**PASSAGE PROVIDED**

Monday, July 11, 2011

All-Star Game: Exhibition or Competition?

When it comes to controversial arguments, I'm pretty decisive. It doesn't matter if it's abortion, religion, illegal immigration or whether Kevin Costner's "For Love of the Game" is a sports movie or chick flick (more on that in the future), I have my stance and I'm not budging. There is one thing that has me on both sides of the fence and it deals with the MLB's All-Star Game and since we're at the break now, I think it's time for me to pick a side.

As most of you probably know, the winner of the ASG gets home-field advantage in the World Series. This was the result of the 2002 ASG that ended in a tie after 11 innings because both teams ran out of pitchers and they just stopped playing. So the following year, they ditched the former tradition of home-field alternating each year and went with the winner gets it. I was on board from the beginning. I thought it really went from making the game purely an exhibition to being a legitimate sporting competition. It made it more like a real game and teams did what they could to try and win because they might reap the benefit of their labor if they make it to the World Series. Also, to try and make sure that teams didn't run out of players, they expanded the rosters to 34 each and have limited re-entry for Catchers and one position guy so running out of players is highly unlikely now.

**DATA EXCERPT**
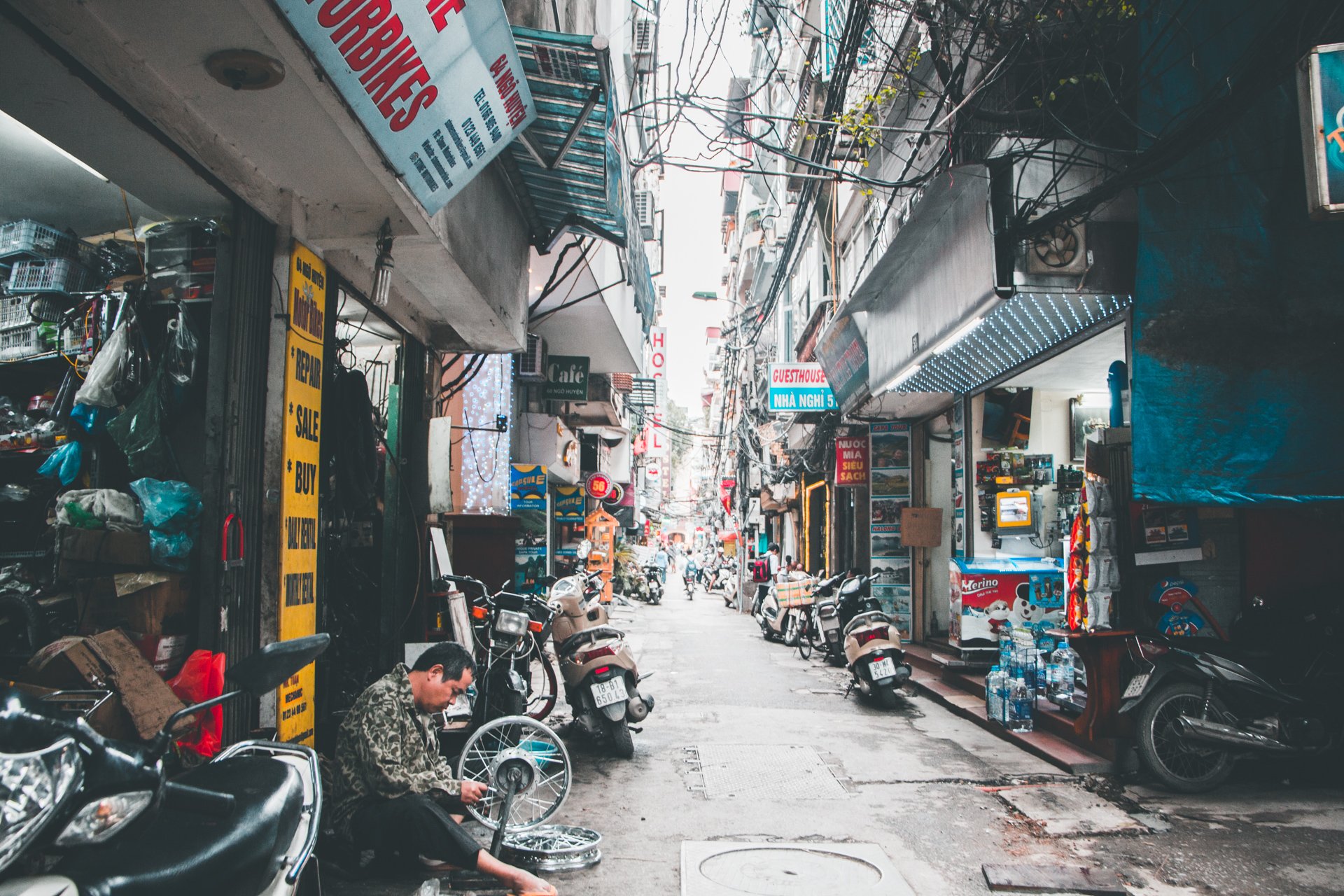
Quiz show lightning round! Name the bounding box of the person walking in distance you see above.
[653,544,668,584]
[751,541,780,614]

**REQUESTS**
- 1) Name the controversial arguments that the blog post on the All-Star Game lists when the writer describes being decisive.
- 2) According to the blog post, after how many innings did the 2002 All-Star Game end in a tie?
The data above comes from a different source than the blog post.

**THE RESULTS**
- 1)
- Abortion
- Religion
- Illegal immigration
- Whether Kevin Costner's "For Love of the Game" is a sports movie or a chick flick

- 2) 11 innings.